◆ **RECORDS TO PROCESS**:
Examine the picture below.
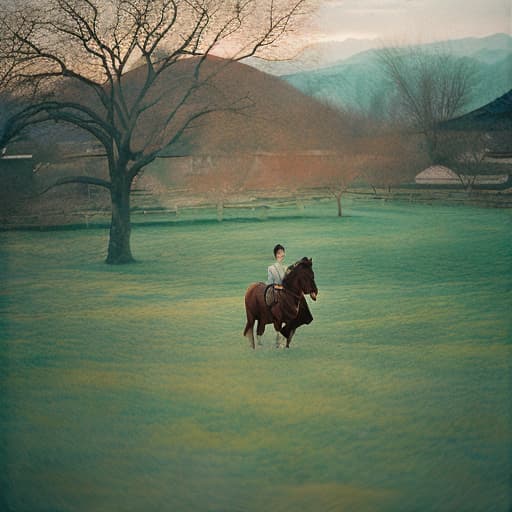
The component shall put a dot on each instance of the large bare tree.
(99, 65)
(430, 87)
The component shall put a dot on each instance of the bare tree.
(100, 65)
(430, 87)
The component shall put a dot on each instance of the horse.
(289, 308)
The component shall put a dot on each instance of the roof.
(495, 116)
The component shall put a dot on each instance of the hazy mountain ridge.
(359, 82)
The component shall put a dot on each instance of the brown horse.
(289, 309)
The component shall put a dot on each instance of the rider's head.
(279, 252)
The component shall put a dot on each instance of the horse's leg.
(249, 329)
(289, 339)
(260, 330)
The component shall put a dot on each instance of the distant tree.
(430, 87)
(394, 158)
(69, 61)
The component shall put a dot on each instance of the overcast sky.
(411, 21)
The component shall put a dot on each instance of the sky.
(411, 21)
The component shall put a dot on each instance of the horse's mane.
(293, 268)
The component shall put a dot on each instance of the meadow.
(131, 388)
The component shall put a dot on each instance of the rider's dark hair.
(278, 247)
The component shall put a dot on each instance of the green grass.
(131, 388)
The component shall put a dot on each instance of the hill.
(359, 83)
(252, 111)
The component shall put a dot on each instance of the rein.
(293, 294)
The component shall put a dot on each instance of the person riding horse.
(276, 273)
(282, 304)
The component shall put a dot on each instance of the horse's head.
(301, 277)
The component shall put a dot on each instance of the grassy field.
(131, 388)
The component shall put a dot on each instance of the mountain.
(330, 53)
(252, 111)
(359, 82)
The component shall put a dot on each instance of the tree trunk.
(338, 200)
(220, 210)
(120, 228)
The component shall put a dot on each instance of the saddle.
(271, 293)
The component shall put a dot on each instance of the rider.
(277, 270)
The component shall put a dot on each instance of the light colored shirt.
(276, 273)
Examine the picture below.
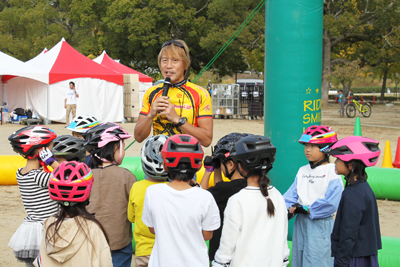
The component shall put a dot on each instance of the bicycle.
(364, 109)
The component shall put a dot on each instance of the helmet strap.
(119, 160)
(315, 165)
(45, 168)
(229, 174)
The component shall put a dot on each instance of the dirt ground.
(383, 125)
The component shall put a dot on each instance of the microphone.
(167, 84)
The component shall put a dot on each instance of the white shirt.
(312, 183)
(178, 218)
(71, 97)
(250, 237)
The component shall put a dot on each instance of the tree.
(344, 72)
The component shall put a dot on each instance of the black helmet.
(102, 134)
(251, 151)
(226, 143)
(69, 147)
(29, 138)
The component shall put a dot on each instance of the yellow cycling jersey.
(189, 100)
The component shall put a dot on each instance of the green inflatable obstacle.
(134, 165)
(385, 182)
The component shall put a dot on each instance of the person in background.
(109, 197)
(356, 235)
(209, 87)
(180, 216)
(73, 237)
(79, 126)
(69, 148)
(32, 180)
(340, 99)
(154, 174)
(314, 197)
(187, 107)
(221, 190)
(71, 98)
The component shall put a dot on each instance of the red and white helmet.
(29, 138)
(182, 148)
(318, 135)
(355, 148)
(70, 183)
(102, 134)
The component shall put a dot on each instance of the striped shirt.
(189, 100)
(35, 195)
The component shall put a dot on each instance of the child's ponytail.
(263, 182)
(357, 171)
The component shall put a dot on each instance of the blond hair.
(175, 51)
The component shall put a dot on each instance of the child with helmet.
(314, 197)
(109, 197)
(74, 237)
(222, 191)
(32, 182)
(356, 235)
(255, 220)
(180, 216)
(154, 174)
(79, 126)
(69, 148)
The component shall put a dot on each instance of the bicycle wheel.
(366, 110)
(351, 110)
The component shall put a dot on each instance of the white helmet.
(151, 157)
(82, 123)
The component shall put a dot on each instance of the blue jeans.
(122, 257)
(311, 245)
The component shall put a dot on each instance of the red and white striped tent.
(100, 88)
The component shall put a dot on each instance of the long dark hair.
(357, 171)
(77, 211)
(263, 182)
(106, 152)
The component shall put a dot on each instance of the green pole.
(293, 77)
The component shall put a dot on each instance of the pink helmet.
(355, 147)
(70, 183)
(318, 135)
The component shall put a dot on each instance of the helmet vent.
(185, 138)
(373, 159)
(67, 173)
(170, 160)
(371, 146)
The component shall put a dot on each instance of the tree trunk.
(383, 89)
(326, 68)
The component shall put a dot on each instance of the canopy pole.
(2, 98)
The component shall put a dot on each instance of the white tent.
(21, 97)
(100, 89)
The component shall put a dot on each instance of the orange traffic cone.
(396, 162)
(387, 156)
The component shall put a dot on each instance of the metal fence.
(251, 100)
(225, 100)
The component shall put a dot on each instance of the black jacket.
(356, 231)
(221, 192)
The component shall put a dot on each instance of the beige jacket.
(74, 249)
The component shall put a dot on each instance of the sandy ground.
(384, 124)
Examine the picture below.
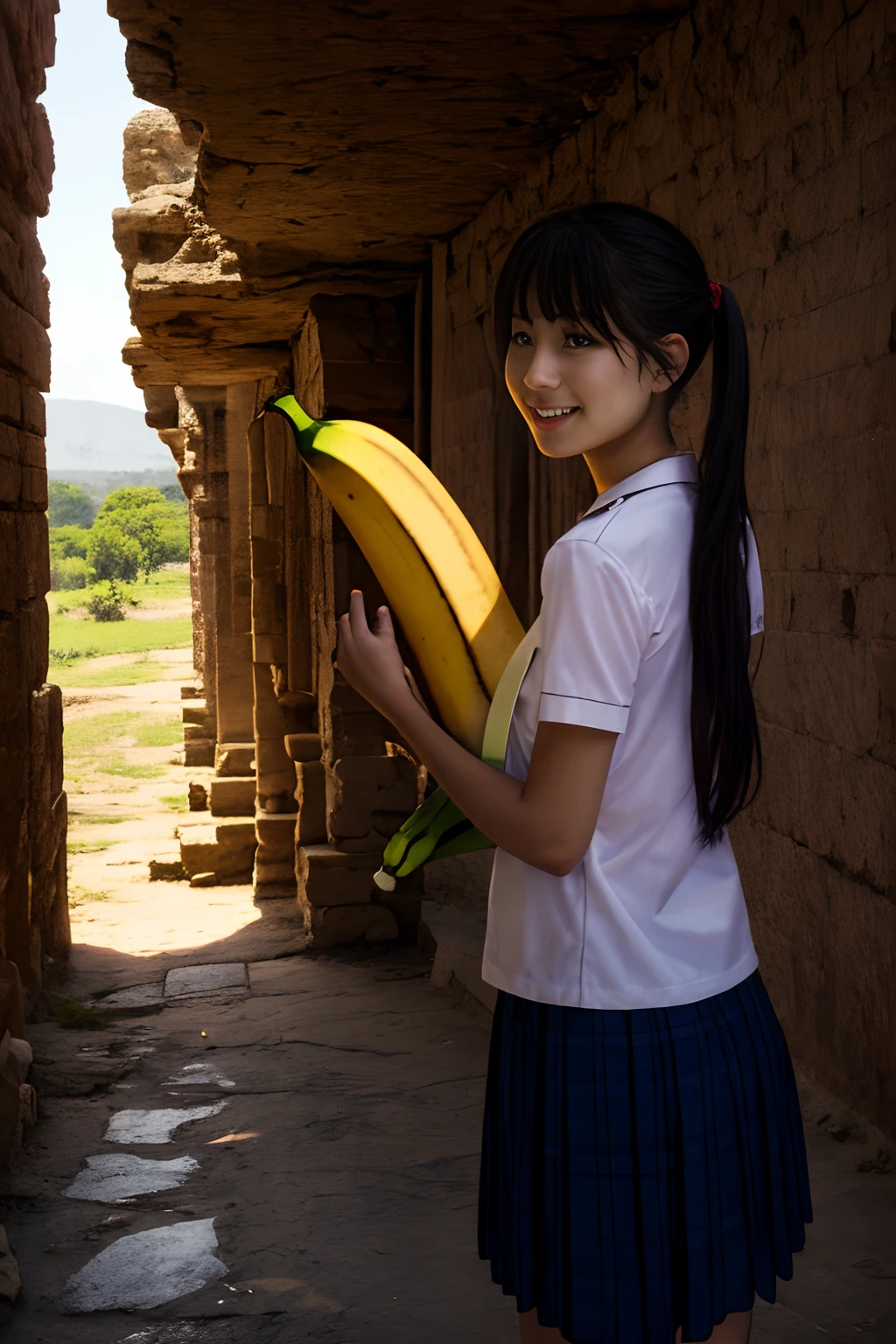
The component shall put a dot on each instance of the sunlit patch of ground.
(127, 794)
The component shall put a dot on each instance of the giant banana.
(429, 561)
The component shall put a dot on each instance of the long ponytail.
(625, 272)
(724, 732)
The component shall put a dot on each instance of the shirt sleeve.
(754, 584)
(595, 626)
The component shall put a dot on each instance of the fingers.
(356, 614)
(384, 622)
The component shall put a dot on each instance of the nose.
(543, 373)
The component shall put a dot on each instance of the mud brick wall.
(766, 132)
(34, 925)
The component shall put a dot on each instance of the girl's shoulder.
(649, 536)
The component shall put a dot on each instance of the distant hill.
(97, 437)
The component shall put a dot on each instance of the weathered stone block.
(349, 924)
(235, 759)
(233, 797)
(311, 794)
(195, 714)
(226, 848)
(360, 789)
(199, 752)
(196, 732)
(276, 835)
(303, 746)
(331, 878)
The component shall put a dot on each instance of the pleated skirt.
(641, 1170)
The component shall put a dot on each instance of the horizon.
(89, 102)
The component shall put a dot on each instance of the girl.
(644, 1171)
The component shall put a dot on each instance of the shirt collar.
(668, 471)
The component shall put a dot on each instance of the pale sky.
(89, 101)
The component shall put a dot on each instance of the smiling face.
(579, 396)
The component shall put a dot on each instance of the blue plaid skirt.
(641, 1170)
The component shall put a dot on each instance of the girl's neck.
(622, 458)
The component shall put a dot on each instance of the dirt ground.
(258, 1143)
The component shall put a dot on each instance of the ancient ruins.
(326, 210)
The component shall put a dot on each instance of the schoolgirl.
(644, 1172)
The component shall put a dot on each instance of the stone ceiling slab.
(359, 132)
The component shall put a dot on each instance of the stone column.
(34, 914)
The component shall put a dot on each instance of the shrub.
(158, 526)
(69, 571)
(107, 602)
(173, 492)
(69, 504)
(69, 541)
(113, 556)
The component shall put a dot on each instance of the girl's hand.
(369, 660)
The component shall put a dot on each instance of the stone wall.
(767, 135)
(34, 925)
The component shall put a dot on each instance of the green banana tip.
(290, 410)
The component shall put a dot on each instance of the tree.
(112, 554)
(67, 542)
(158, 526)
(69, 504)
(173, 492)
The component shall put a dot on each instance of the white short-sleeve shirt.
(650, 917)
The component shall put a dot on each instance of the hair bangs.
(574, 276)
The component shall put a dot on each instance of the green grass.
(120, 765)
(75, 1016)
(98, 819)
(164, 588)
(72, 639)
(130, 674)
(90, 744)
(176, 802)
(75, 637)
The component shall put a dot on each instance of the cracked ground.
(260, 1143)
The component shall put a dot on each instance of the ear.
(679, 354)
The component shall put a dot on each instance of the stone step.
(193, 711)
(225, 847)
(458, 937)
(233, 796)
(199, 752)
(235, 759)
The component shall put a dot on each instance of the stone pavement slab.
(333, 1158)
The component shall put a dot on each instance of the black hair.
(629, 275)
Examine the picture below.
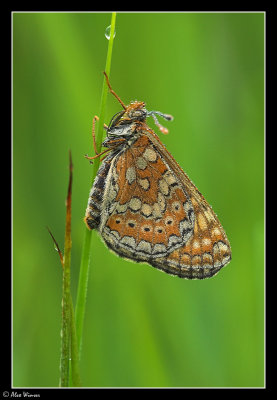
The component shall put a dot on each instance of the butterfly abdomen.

...

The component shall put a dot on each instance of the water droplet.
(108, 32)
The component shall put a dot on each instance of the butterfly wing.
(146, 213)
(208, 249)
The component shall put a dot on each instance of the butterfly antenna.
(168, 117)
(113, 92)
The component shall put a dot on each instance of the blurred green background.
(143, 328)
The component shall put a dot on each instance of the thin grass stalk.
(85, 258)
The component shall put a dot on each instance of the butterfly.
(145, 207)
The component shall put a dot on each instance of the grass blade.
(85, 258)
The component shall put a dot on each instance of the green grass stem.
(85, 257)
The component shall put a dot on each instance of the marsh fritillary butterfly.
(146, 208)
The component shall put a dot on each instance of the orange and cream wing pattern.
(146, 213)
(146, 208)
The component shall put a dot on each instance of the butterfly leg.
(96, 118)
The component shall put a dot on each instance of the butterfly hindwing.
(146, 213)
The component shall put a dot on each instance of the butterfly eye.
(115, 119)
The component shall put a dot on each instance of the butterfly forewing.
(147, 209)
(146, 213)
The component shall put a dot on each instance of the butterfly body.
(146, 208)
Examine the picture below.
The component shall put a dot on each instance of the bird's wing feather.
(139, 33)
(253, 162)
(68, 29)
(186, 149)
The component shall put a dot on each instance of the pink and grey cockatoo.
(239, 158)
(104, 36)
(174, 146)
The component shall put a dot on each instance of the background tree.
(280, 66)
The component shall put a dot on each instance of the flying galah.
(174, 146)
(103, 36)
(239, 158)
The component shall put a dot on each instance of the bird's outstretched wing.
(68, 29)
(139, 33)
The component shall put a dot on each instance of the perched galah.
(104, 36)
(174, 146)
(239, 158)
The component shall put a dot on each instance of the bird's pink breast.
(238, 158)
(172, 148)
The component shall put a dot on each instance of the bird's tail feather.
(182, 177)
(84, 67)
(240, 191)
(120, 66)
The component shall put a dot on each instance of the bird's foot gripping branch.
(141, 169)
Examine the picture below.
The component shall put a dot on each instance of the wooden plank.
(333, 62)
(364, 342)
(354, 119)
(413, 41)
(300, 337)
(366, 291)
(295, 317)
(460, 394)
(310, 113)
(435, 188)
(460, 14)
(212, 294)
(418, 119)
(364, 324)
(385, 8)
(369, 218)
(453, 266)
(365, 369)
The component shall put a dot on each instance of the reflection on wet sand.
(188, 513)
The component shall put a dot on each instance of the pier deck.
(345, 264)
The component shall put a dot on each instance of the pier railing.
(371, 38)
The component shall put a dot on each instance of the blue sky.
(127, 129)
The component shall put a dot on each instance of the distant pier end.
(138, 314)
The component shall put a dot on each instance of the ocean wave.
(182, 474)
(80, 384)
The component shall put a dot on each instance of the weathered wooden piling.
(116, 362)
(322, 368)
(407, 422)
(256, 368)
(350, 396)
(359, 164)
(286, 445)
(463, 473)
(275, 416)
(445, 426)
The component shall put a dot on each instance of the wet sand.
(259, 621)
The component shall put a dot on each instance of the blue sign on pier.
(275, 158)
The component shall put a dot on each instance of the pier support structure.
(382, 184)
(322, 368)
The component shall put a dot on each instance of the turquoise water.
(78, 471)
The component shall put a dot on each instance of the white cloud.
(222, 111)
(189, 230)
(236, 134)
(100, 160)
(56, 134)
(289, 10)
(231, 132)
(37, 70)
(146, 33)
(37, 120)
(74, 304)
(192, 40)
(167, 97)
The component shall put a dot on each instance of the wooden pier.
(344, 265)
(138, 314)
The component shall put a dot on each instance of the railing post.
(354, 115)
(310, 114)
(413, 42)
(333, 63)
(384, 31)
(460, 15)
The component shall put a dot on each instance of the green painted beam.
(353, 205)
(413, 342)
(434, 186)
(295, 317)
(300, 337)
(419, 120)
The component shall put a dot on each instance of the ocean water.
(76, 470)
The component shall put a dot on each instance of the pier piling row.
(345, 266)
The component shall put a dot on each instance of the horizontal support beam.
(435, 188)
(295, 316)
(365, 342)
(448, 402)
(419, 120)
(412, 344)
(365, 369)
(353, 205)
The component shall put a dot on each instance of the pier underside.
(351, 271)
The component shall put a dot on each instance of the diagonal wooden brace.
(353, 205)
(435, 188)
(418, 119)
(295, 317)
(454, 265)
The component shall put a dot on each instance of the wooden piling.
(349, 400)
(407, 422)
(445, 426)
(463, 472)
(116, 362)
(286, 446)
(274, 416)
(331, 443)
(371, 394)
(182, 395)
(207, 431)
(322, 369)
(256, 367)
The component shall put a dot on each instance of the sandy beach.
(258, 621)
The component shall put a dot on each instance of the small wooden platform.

...

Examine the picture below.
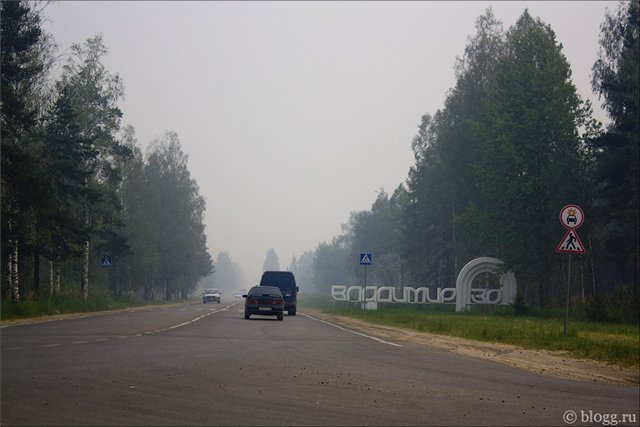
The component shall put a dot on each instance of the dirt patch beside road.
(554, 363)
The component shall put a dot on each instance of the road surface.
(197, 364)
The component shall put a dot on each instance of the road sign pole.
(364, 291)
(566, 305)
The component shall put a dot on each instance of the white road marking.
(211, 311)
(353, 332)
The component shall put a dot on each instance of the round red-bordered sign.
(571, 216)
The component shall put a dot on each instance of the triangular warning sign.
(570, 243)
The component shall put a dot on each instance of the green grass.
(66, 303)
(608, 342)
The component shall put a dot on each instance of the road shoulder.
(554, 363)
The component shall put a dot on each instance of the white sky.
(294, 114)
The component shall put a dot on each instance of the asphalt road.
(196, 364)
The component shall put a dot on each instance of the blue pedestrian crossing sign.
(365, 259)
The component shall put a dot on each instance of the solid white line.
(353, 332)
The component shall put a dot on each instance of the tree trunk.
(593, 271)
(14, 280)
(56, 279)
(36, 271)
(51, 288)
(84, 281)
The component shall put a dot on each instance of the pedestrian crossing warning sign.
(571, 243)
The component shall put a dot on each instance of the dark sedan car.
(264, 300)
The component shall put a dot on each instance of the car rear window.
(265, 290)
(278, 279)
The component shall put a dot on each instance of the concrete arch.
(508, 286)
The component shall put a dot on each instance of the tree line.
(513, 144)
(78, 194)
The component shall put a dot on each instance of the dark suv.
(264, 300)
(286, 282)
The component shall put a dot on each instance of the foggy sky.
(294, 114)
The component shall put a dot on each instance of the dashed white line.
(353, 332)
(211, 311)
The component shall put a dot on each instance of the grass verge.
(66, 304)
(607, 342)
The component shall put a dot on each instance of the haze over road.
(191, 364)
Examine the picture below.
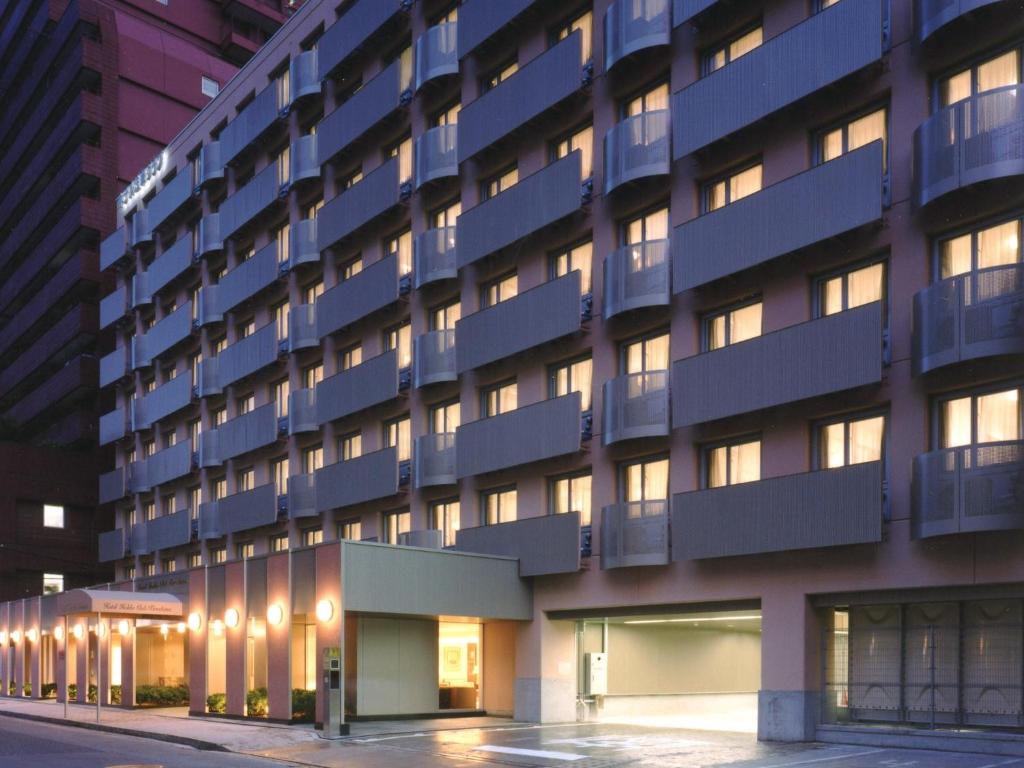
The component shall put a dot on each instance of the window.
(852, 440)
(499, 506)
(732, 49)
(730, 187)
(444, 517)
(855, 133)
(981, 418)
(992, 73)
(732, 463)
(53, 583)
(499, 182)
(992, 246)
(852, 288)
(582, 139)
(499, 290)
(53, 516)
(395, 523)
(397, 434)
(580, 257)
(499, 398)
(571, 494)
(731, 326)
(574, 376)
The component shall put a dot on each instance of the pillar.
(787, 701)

◆ **YOUR TASK**: Copy only what runs above from the line containing "green banana tip." through the line containing "the butterfly abdomen.", exactly. Leave out the pictures.

◆ **OUTPUT FOR THIS TASK**:
The component shall put a dot on each instance of the green banana tip.
(290, 410)
The component shall put a dot on each instance of the tree.
(112, 554)
(67, 542)
(158, 526)
(69, 504)
(173, 492)
The component shall put a dot on each instance of the white short-sleeve shirt.
(650, 917)
The component shall put a dot on each instance of the hair bangs.
(574, 276)
The component shall put a dot on each instance of the green grass.
(120, 765)
(75, 1016)
(98, 819)
(164, 588)
(72, 639)
(130, 674)
(90, 744)
(176, 802)
(75, 637)
The component shall put a dot on each instance of the cracked ground.
(260, 1143)
The component shall put a dot on each instance of the ear.
(679, 354)
The component shall put a dot on each instance of the stone step.
(193, 711)
(225, 847)
(458, 937)
(233, 796)
(199, 752)
(235, 759)
The component shall put a dot on each instance of the stone pavement slab.
(333, 1158)
The component shall put a dot on each instance of the black hair.
(629, 275)
Examine the picture below.
The component shall put a dot on each instance of the butterfly abdomen.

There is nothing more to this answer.